##### TEXT UNDER STUDY
The novel in its modern form developed rapidly in the eighteenth century and was soon a major element of Scottish literary and critical life. There was a demand in Scotland for the newest novels including Robinson Crusoe (1719), Pamela (1740), Tom Jones (1749) and Evelina (1788). There were weekly reviews of novels in periodicals, the most important of which were The Monthly Review and The Critical Review. Lending libraries were established in Edinburgh, Glasgow and Aberdeen. Private manor libraries were established in estate houses. The universities began to acquire novels and they became part of the curriculum. By the 1770s about thirty novels were being printed in Britain and Ireland every year and there is plentiful evidence that they were being read, particularly by women and students in Scotland. Scotland and Scottish authors made a modest contribution to this early development. About forty full length prose books were printed in Scotland before 1800. One of the earliest was the anonymously authored Select Collection of Oriental Tales (1776).
##########
##### RECORDED INFORMATION
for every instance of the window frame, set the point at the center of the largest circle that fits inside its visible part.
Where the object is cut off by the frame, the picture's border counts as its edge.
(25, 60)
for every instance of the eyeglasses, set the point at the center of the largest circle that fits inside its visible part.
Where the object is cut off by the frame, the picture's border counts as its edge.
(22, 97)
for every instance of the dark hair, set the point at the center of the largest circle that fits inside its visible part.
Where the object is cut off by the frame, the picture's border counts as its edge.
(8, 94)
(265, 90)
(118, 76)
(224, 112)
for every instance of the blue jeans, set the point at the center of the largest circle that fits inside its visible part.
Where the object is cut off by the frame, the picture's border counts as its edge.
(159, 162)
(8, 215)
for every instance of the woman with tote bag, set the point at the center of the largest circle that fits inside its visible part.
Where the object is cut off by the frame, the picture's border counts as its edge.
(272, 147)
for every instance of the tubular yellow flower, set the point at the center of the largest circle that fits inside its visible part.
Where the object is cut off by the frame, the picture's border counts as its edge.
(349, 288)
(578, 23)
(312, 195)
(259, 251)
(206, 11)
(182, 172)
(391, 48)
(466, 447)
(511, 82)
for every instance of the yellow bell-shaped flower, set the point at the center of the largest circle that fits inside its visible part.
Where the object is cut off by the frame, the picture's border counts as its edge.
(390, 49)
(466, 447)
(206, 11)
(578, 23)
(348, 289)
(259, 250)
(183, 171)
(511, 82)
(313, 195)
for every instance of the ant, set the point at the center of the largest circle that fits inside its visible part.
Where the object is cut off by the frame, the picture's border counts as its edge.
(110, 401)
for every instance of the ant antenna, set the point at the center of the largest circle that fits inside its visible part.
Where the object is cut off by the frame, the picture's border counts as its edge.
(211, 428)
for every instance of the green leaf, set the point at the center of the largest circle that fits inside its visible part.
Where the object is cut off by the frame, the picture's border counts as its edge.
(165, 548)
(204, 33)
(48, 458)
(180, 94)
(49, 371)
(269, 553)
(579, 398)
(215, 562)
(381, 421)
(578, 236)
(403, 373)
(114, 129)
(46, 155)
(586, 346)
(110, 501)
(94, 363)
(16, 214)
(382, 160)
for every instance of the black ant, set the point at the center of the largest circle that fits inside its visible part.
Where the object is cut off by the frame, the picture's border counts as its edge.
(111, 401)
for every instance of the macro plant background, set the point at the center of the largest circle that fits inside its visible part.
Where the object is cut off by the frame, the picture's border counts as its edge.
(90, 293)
##########
## WORK INSTRUCTIONS:
According to the text on the novel in eighteenth-century Scotland, how many full-length prose books were printed in Scotland before 1800?

## TASK RESPONSE:
About forty.